> [EXERCISE DETAILS] Sift the listing for lines that hold the string "leaf" and pull them out.

> [GIVEN RECORDS]
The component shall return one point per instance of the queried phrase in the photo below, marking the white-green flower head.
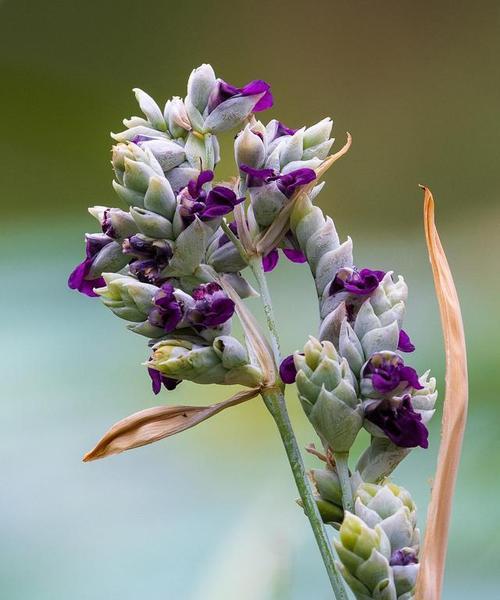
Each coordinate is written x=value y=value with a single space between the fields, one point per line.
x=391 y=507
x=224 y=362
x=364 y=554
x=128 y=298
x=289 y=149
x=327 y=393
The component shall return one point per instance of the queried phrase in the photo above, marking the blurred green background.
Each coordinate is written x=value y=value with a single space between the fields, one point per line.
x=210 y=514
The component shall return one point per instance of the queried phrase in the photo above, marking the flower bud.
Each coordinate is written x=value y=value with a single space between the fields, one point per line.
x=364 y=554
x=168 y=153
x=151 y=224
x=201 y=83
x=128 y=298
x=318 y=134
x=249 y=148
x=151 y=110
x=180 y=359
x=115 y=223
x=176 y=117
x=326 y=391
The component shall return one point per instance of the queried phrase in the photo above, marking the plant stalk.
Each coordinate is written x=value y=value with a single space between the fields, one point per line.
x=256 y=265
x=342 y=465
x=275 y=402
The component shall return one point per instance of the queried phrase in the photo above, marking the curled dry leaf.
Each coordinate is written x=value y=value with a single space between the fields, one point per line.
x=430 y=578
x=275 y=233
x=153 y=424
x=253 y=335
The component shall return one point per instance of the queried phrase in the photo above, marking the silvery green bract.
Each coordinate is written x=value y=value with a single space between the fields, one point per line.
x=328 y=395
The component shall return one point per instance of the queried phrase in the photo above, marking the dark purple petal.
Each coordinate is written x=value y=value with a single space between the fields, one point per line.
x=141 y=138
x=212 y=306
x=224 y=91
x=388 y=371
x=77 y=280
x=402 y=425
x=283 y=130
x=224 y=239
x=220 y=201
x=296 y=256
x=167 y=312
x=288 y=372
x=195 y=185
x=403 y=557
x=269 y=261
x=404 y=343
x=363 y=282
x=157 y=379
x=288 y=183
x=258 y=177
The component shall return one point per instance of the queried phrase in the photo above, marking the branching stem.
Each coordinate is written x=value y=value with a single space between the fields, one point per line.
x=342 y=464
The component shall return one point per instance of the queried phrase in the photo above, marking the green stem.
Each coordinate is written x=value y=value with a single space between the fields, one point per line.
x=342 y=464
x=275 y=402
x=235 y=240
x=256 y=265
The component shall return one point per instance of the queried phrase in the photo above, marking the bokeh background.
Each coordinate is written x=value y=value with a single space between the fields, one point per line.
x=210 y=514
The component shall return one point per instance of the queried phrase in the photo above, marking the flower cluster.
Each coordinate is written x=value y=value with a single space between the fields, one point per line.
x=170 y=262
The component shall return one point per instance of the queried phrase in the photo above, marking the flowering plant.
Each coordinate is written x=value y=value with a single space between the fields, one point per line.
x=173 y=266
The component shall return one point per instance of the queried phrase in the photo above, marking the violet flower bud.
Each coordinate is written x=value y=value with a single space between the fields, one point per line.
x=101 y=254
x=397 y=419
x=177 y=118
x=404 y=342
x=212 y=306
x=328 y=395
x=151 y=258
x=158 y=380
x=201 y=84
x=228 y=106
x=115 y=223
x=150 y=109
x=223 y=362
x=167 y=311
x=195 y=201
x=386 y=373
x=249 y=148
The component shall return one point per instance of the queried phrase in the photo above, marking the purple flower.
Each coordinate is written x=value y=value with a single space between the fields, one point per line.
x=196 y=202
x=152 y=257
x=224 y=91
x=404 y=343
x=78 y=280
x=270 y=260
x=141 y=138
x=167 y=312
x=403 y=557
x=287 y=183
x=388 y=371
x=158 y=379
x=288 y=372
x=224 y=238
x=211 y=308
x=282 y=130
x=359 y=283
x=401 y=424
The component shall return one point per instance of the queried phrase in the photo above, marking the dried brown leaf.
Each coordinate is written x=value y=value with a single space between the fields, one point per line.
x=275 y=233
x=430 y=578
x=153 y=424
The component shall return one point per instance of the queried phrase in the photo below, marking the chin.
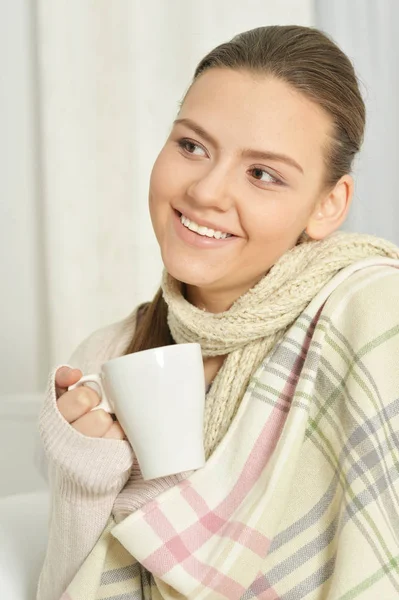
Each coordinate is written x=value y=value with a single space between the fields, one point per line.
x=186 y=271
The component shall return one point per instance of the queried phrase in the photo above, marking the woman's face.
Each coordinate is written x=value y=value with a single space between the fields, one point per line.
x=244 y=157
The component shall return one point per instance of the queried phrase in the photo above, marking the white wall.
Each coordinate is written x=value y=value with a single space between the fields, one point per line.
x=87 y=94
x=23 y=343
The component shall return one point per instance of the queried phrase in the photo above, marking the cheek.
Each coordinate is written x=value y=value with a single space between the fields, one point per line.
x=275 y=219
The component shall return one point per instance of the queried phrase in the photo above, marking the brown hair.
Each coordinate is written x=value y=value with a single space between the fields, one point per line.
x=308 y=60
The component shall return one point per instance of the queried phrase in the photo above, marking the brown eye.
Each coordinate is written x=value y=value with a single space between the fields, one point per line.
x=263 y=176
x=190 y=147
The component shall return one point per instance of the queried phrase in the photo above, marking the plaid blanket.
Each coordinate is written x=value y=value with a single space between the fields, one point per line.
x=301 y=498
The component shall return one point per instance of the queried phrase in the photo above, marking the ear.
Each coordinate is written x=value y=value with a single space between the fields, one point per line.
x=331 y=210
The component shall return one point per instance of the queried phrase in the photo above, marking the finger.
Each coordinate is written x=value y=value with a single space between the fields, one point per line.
...
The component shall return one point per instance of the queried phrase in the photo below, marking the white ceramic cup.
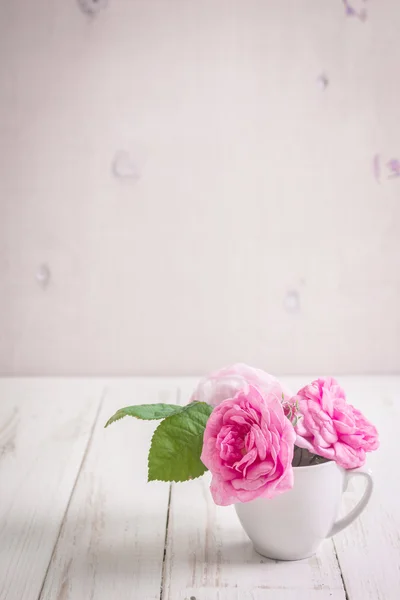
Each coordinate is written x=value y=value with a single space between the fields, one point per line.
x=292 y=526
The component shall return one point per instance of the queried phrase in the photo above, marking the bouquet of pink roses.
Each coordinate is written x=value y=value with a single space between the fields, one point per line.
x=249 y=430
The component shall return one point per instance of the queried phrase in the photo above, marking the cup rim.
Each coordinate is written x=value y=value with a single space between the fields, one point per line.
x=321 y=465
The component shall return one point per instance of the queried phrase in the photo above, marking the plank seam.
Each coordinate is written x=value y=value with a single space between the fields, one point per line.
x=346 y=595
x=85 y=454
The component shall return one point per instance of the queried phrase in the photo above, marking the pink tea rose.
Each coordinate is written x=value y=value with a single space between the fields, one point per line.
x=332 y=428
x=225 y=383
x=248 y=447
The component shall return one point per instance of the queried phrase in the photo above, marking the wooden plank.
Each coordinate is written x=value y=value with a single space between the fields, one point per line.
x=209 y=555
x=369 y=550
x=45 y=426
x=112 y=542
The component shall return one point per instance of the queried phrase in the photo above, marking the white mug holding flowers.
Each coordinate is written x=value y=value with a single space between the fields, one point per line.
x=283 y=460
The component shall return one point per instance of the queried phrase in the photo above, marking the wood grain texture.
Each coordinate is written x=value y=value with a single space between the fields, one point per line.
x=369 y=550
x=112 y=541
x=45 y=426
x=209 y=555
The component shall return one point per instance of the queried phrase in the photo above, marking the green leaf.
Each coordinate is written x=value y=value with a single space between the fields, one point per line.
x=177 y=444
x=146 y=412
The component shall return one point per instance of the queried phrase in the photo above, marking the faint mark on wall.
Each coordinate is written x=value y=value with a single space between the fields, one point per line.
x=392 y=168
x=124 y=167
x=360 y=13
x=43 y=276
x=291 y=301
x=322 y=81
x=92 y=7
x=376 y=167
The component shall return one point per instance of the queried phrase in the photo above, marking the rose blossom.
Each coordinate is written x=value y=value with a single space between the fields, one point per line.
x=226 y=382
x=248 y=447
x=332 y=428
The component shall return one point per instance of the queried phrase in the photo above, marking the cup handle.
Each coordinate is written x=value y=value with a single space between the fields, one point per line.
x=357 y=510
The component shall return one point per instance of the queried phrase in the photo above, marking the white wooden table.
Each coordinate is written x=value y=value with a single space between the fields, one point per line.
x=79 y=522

> [WRITTEN ANSWER]
The component shall return one point per instance of the queried phrase in the photo above, marking the curled dry leaf.
The component shall return one point per instance of the queried phrase in the photo above, marking the dried brown leaf.
The component shall return one point per instance of the queried phrase in the photo above, marking the green leaf.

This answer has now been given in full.